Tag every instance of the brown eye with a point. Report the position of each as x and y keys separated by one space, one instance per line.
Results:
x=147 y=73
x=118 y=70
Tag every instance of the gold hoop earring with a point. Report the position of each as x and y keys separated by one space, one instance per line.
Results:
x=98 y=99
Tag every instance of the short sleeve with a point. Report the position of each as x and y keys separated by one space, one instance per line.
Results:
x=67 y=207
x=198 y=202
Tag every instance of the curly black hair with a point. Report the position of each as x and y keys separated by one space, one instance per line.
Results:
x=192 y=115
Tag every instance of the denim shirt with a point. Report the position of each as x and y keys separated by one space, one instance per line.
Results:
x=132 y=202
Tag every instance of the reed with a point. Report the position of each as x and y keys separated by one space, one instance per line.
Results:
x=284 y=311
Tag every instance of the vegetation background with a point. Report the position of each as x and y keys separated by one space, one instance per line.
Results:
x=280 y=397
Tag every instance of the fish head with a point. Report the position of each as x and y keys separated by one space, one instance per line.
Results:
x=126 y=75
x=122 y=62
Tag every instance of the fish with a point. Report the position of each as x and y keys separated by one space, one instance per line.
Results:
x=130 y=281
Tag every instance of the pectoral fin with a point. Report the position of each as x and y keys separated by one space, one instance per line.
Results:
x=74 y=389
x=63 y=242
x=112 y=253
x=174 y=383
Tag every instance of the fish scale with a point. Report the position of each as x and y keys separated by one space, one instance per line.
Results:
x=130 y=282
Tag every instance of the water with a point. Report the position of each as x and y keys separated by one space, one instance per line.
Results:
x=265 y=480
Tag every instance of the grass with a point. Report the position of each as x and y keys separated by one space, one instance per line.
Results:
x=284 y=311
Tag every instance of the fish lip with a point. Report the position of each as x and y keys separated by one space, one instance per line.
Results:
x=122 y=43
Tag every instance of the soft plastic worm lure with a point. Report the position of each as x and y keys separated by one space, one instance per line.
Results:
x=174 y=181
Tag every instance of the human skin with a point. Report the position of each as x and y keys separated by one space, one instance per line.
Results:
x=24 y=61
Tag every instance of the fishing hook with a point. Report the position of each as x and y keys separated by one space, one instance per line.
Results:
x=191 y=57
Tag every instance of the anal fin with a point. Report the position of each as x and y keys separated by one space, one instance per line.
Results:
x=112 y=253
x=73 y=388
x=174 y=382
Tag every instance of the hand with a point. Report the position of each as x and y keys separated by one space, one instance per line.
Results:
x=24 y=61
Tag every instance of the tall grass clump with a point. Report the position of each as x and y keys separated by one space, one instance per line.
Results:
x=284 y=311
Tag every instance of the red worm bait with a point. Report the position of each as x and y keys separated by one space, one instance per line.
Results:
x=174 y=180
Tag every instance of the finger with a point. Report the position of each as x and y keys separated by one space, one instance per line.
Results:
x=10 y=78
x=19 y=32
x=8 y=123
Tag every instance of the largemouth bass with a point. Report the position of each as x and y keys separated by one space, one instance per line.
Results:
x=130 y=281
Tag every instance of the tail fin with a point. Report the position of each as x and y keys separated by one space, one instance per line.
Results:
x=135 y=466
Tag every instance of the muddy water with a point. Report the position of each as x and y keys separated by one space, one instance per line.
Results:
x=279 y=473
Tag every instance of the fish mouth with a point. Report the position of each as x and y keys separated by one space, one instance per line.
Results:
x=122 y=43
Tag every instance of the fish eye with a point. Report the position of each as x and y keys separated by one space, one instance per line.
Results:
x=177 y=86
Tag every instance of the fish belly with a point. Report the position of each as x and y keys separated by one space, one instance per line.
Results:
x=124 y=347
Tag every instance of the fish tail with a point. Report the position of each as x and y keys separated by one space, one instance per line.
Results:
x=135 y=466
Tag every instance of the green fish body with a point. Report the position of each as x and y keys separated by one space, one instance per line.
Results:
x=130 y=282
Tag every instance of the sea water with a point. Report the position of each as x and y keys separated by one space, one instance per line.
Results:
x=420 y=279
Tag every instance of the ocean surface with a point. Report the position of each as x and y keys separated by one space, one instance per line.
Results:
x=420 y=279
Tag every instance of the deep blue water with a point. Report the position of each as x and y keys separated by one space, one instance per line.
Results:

*****

> _Exercice_
Recopiez toute la liste ci-dessus, ligne par ligne, sans rien y changer.

> _Corrigé_
Tag every instance of the brown eye with a point. Report the position of each as x and y keys separated by one space, one instance per line.
Results:
x=147 y=73
x=118 y=70
Tag every instance of the gold hoop earring with a point. Report the position of each as x and y keys separated by one space, one instance per line.
Results:
x=98 y=99
Tag every instance of the short sleeve with a point. Report the position of each as x and y keys separated by one space, one instance per line.
Results:
x=67 y=207
x=198 y=202
Tag every instance of the curly black hair with a point. Report the position of each as x and y keys separated by one space, one instance per line.
Results:
x=192 y=115
Tag every instance of the denim shirt with a point. Report the position of each as x and y keys separated by one space, one instance per line.
Results:
x=132 y=202
Tag every instance of the reed with a point. Report the position of each as x and y keys separated by one space, one instance per line.
Results:
x=284 y=311
Tag every instance of the vegetation background with a point. Report the position of each as x and y keys separated by one space, one instance per line.
Results:
x=280 y=397
Tag every instance of the fish head with a point. Report the position of each as x and y keys separated by one space, one instance per line.
Results:
x=126 y=75
x=122 y=62
Tag every instance of the fish with a point. Report the position of each as x and y keys separated by one space, one instance per line.
Results:
x=130 y=281
Tag every instance of the pectoral fin with a point. Report the position of each as x and y keys separated by one space, one instance per line.
Results:
x=74 y=389
x=63 y=242
x=112 y=253
x=174 y=383
Tag every instance of the fish scale with a point. Report the position of each as x and y keys separated by one space, one instance per line.
Results:
x=130 y=282
Tag every instance of the water with a point. Report the position of each as x and y keys separated by one space, one instance per line.
Results:
x=265 y=480
Tag every instance of the grass with a point. Report the position of each as x and y keys separated by one space, one instance per line.
Results:
x=284 y=311
Tag every instance of the fish lip with a point. Report the position of each as x and y keys separated by one space, one instance per line.
Results:
x=122 y=43
Tag every instance of the soft plastic worm lure with a point. Report the position of each as x and y keys separated by one space, one instance per line.
Results:
x=174 y=181
Tag every instance of the human skin with a point. Report the position of each as x and y keys separated by one space, one instance per line.
Results:
x=24 y=61
Tag every instance of the fishing hook with a point. Report the position of each as x and y keys separated by one space, one instance per line.
Results:
x=191 y=57
Tag every instance of the anal fin with a point. Report the position of each as x and y keys separated by one space, one instance per line.
Results:
x=112 y=253
x=73 y=388
x=174 y=382
Tag every instance of the hand with a point. Report the position of each as x and y keys separated by one space, one instance per line.
Results:
x=24 y=61
Tag every instance of the tall grass clump with a point. Report the position of each as x and y keys separated by one space, one instance per line.
Results:
x=284 y=311
Tag every instance of the red worm bait with a point. Report the position of each as x and y keys separated by one space, one instance per line.
Results:
x=174 y=180
Tag every instance of the finger with a point. Report the position of each as x and y keys separated by one space, one instance per line.
Results:
x=10 y=78
x=19 y=32
x=8 y=123
Tag every instance of the largemouth bass with a point. Report the position of each as x and y keys separated by one space, one instance per line.
Results:
x=130 y=281
Tag every instance of the tail fin with a point. Report the position of each as x and y keys separated by one space, one instance per line.
Results:
x=135 y=466
Tag every instance of the muddy water with a point. Report the position of each as x and y keys separated by one space, one instance per line.
Results:
x=279 y=473
Tag every instance of the fish mouth with a point. Report the position of each as x and y keys separated by one space, one instance per line.
Results:
x=122 y=43
Tag every instance of the fish eye with a point. Report the position of each as x and y keys separated by one space, one instance per line.
Results:
x=177 y=86
Tag every instance of the fish belly with a point. Report the position of each as x and y keys separated by one space, one instance per line.
Results:
x=124 y=347
Tag every instance of the fish tail with a point. Report the position of each as x and y keys separated by one space, one instance per line.
Results:
x=135 y=466
Tag every instance of the green fish body with a point. Report the position of each as x and y keys separated by one space, one instance per line.
Results:
x=130 y=282
Tag every instance of the sea water with a point. Report the position of each as x and y keys separated by one space, one instance per line.
Results:
x=420 y=279
Tag every instance of the ocean surface with a point. Report the position of each as x and y keys separated by one space, one instance per line.
Results:
x=420 y=279
Tag every instance of the deep blue water with a point. Report the position of each as x and y keys separated by one space, one instance per line.
Results:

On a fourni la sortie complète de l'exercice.